Ketentuan Tugas 1 – Salin persis bagian teks tentang kesaksian di persidangan dari "Selanjutnya dilakukan penggeledahan" sampai "I Gde Arya.".

Selanjutnya dilakukan penggeledahan dan ditemukan sebuah tas ransel punggung berwarna hitam yang tersimpan di lemari rak bagian bawah. Setelah dibuka di dalamnya terdapat amplop warna cokelat berisi uang sebesar Rp 75.000.000 bertuliskan Pusuk Lestari di bagian atasnya, 2 buah amplop berisi uang masing-masing Rp 5.000.000, dan keresek hitam berisi uang Rp 15.350.000. “Saya tahunya itu setelah membaca berita di koran,” ungkap I Gde Arya.

Disinggung mengenai apakah saksi ikut menikmati uang yang diterima terdakwa, I Gde Arya mengaku sama sekali tidak pernah menerima sepeserpun. “Menerima tidak pernah, meminta pun tidak berani,” ungkapnya.

Saksi membeberkan di dalam persidangan bahwa terdakwa bisanya hanya memerintah dan marah-marah kalau perintahnya tidak dilaksanakan. Ia pun sebagai bawahannya terdakwa, apapun perintah yang diberikan tetap dilaksanakan. “Saya tidak berani membantah,” ungkapnya.

Ketentuan Tugas 2 – Hitung jumlah baris pada data di bawah yang memuat kata "instance", lalu tuliskan angkanya saja.

Data Masukan –

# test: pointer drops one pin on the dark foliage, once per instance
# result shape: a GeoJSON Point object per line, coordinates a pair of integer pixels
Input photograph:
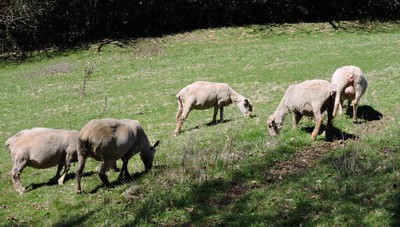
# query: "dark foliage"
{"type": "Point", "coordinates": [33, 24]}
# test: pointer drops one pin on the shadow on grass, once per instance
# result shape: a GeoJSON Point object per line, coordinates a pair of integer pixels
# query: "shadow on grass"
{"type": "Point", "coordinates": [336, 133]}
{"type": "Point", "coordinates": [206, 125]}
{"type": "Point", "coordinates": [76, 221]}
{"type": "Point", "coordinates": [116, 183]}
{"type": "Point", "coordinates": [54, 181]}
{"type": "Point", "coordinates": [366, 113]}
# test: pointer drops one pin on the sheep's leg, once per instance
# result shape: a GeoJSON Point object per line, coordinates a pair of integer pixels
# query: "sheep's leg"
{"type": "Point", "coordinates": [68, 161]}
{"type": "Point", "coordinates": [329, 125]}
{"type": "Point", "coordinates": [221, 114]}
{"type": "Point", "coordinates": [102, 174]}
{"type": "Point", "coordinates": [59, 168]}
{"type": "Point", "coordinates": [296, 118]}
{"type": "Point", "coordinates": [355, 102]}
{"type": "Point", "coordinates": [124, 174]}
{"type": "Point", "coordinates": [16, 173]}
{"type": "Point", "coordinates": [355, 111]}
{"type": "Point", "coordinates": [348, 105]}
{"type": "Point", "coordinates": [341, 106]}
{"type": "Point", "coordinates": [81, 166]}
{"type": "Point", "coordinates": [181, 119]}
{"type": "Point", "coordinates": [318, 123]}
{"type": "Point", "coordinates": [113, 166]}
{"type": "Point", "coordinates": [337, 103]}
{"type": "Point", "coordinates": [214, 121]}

--

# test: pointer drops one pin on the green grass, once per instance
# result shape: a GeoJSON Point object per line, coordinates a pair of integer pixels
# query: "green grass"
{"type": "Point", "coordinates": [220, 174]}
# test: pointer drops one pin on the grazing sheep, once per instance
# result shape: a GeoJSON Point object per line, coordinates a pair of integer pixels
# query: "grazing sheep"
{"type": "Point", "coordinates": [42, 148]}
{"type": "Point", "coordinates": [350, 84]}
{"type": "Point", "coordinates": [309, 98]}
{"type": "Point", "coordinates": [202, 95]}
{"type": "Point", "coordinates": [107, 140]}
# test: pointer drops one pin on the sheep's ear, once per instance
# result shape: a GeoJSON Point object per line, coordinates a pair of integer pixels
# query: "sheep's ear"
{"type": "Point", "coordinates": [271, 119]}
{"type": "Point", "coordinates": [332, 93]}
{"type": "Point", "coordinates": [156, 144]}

Contoh Jawaban 1 –
Selanjutnya dilakukan penggeledahan dan ditemukan sebuah tas ransel punggung berwarna hitam yang tersimpan di lemari rak bagian bawah. Setelah dibuka di dalamnya terdapat amplop warna cokelat berisi uang sebesar Rp 75.000.000 bertuliskan Pusuk Lestari di bagian atasnya, 2 buah amplop berisi uang masing-masing Rp 5.000.000, dan keresek hitam berisi uang Rp 15.350.000. “Saya tahunya itu setelah membaca berita di koran,” ungkap I Gde Arya.

Contoh Jawaban 2 – 6